- **PROBLEM DESCRIPTION**:
Copy every line from the one containing "Guideline: for every instance of the dark brown" through the end of the material, requests included, and adjust each x and y coordinate in the answers by -16. Leave the requests and their format samples unchanged.

- **DATA FOR PROCESSING**:

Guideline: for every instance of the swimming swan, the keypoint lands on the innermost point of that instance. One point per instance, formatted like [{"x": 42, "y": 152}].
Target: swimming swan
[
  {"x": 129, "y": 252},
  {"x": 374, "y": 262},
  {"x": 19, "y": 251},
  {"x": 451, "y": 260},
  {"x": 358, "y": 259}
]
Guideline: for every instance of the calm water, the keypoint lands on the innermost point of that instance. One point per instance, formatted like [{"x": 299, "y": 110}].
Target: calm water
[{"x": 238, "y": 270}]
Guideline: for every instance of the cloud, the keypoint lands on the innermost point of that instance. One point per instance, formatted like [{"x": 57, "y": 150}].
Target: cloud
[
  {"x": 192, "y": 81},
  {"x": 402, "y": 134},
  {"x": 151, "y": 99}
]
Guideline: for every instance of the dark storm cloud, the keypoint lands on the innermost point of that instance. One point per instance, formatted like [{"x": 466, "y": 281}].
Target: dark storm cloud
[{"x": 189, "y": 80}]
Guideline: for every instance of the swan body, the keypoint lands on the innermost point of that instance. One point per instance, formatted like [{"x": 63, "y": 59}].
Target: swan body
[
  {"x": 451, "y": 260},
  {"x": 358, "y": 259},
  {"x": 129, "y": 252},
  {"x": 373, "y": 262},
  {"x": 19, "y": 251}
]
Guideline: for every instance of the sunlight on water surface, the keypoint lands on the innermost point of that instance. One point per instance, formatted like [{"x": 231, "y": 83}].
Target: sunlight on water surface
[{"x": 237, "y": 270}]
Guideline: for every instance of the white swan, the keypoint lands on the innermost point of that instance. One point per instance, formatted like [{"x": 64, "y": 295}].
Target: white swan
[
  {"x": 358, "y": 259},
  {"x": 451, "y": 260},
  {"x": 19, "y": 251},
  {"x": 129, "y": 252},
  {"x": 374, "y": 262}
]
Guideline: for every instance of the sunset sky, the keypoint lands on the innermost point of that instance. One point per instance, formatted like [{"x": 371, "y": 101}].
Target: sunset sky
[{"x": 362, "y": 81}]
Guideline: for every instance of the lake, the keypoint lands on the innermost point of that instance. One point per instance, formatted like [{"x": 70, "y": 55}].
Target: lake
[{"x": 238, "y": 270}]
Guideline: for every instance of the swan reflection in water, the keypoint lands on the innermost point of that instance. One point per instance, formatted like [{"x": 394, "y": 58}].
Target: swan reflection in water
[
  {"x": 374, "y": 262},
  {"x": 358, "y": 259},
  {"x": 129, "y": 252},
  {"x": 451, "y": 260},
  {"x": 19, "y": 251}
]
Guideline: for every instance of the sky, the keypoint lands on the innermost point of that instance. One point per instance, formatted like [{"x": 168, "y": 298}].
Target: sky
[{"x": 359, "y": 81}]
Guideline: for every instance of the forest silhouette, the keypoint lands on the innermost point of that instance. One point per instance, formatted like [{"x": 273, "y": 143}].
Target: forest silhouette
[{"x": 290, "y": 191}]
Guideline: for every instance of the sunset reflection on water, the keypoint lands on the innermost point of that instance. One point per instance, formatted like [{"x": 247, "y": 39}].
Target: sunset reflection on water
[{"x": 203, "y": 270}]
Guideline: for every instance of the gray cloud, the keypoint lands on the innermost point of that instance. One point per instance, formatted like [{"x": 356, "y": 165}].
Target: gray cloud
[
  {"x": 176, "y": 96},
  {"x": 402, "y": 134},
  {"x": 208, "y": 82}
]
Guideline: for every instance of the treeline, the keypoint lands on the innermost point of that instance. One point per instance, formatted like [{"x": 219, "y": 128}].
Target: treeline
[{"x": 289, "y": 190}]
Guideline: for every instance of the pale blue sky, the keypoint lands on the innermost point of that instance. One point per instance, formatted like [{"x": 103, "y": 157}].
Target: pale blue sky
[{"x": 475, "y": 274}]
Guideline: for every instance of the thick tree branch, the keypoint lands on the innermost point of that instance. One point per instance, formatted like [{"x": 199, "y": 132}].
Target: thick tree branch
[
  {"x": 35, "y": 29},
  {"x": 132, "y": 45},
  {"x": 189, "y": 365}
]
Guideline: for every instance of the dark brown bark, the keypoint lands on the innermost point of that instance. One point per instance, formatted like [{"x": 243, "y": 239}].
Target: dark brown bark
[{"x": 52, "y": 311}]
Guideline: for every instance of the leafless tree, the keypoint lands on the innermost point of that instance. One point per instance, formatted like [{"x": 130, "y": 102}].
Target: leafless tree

- **TASK SOLUTION**:
Guideline: for every instance of the dark brown bark, the keypoint lands on the innermost point of that instance. One point per instance, formatted like [{"x": 243, "y": 239}].
Target: dark brown bark
[{"x": 36, "y": 295}]
Guideline: for every instance of the leafless tree, the keypoint lands on the innermost point of that instance. One point per instance, formatted like [{"x": 130, "y": 102}].
Target: leafless tree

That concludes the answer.